## HOW TO COMPLETE THIS TASK
Copy out all the entries shown below, exactly as they appear.

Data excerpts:
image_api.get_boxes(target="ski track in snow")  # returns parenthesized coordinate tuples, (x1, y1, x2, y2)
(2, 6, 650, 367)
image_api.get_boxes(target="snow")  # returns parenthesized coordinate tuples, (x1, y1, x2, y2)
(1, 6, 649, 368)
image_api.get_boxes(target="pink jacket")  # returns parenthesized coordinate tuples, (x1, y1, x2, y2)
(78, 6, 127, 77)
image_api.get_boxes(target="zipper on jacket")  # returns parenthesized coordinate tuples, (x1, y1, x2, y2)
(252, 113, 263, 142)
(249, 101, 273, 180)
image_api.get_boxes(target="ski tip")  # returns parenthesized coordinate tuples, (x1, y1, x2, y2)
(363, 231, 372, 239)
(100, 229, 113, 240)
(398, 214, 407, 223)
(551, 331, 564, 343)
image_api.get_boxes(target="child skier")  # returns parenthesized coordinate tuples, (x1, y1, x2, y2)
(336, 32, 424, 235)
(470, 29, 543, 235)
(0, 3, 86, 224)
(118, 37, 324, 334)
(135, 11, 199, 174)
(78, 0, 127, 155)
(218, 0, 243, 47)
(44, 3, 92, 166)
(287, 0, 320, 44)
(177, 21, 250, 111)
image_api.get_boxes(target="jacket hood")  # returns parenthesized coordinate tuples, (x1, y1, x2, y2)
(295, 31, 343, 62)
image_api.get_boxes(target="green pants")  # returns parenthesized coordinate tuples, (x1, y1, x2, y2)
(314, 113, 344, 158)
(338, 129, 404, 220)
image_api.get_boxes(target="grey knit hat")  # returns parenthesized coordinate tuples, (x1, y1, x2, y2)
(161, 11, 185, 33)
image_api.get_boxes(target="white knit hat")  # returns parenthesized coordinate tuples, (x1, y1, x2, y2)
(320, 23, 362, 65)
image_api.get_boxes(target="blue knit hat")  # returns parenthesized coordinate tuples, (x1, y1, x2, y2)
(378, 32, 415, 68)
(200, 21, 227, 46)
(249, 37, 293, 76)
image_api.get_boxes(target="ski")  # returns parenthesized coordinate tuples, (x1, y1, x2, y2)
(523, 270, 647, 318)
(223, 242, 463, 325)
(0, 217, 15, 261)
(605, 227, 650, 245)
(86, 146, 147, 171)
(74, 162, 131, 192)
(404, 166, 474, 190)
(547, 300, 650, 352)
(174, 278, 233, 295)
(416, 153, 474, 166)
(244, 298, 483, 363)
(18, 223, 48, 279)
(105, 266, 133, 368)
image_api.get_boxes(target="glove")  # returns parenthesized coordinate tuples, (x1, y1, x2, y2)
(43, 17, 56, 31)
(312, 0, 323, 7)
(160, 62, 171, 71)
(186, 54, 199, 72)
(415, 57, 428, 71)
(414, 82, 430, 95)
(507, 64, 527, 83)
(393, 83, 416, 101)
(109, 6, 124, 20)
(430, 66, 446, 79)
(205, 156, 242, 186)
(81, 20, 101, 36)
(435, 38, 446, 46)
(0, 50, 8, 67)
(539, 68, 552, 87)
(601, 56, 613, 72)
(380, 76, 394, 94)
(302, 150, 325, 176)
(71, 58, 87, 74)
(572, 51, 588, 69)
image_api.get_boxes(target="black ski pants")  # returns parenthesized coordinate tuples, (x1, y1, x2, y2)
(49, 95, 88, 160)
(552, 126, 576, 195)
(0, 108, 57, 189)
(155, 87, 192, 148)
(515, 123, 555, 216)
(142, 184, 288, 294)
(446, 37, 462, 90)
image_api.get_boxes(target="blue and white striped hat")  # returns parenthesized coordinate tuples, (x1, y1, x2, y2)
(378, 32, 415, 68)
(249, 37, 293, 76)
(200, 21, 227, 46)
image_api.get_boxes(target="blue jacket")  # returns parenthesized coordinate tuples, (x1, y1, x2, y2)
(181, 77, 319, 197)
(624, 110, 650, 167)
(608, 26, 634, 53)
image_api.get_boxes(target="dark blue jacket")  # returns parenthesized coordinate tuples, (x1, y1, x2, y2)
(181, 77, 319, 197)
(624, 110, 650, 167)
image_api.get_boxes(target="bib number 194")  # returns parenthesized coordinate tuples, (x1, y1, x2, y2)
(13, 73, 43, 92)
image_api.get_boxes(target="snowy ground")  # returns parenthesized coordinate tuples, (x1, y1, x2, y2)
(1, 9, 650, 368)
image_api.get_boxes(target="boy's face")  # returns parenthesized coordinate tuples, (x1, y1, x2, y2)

## THE COMPLETED TASK
image_api.get_boxes(target="ski track in snow")  # returns parenthesized coordinate tuples, (x1, y1, x2, y2)
(2, 6, 650, 367)
image_api.get_boxes(target="snow")  # returns parenthesized coordinate tuples, (x1, y1, x2, y2)
(1, 6, 649, 368)
image_api.get_boxes(target="pink jacket")  # returns parenthesized coordinate tuples, (x1, y1, x2, y2)
(78, 6, 127, 77)
image_api.get_boxes(target="zipper on jacket")  # returns parenthesized coordinate tuples, (x1, y1, x2, y2)
(252, 113, 263, 142)
(249, 101, 273, 180)
image_api.get_boxes(target="ski tip")  # returns parenthesized coordinate tuples, (x1, y1, x2, y2)
(363, 231, 372, 239)
(100, 229, 113, 240)
(398, 214, 407, 223)
(551, 331, 564, 343)
image_api.get_boxes(target="child skier")  # returns parenthesized coordinate tuples, (x1, y1, x2, y2)
(336, 32, 424, 235)
(470, 29, 543, 235)
(0, 3, 86, 224)
(118, 37, 324, 334)
(135, 11, 199, 174)
(78, 0, 127, 155)
(218, 0, 243, 47)
(44, 3, 92, 166)
(287, 0, 320, 44)
(177, 21, 250, 111)
image_api.get_boxes(target="jacket hood")  # returns parenthesized coordinate tuples, (x1, y1, x2, y2)
(295, 31, 343, 62)
image_api.get_boxes(target="green pants")  # returns parenthesized coordinate tuples, (x1, y1, x2, y2)
(314, 113, 344, 158)
(338, 129, 404, 220)
image_api.get_boxes(target="grey knit hat")  # returns parenthesized coordinate tuples, (x1, y1, x2, y2)
(161, 11, 185, 33)
image_api.get_boxes(target="white knit hat")  # returns parenthesized coordinate tuples, (x1, y1, x2, y2)
(320, 23, 362, 65)
image_api.get_boxes(target="blue knit hat")  # returns parenthesized coordinate tuples, (x1, y1, x2, y2)
(378, 32, 415, 68)
(200, 21, 227, 46)
(249, 37, 293, 76)
image_api.get_boxes(target="ski")  # returns parenthesized coordinate tuples, (x1, y1, x2, y2)
(523, 270, 647, 318)
(223, 242, 463, 325)
(0, 217, 15, 261)
(605, 227, 650, 245)
(86, 146, 147, 171)
(74, 162, 131, 192)
(404, 166, 474, 190)
(547, 300, 650, 352)
(174, 278, 233, 295)
(416, 153, 474, 166)
(244, 298, 483, 363)
(18, 223, 48, 279)
(105, 266, 133, 368)
image_api.get_boxes(target="glove")  # returns parenthesized coordinate tuples, (x1, y1, x2, y2)
(43, 17, 56, 31)
(312, 0, 323, 7)
(160, 62, 171, 71)
(186, 54, 199, 72)
(415, 57, 428, 71)
(414, 82, 430, 95)
(507, 64, 527, 83)
(393, 83, 416, 101)
(109, 6, 124, 20)
(430, 66, 446, 79)
(205, 156, 242, 186)
(81, 20, 101, 36)
(435, 38, 446, 46)
(0, 50, 8, 67)
(539, 68, 552, 87)
(601, 56, 613, 72)
(380, 76, 394, 94)
(302, 150, 325, 176)
(71, 58, 87, 74)
(572, 51, 588, 69)
image_api.get_boxes(target="black ski pants")  # returns parenthesized coordinate tuples, (x1, y1, x2, y2)
(49, 95, 88, 160)
(552, 126, 576, 195)
(0, 108, 57, 189)
(155, 87, 192, 148)
(515, 123, 555, 216)
(142, 184, 288, 294)
(446, 37, 462, 90)
image_api.get_boxes(target="blue and white striped hat")  # returns parenthesized coordinate tuples, (x1, y1, x2, y2)
(378, 32, 415, 68)
(249, 37, 293, 76)
(200, 21, 227, 46)
image_api.get_boxes(target="blue jacket")  # returns parenthesized coordinate tuples, (x1, y1, x2, y2)
(181, 77, 319, 197)
(624, 110, 650, 167)
(608, 26, 634, 53)
image_api.get_boxes(target="dark blue jacket")  # returns parenthesized coordinate tuples, (x1, y1, x2, y2)
(181, 77, 319, 197)
(624, 110, 650, 167)
image_api.get_boxes(target="bib number 194")  # returns parenthesized coordinate tuples, (x1, y1, x2, y2)
(13, 73, 43, 92)
image_api.get_boxes(target="snowy ground")  # returns parenthesized coordinate tuples, (x1, y1, x2, y2)
(1, 9, 650, 368)
image_api.get_boxes(target="boy's face")  # returns parenthesized coordinate tuples, (x1, y1, x2, y2)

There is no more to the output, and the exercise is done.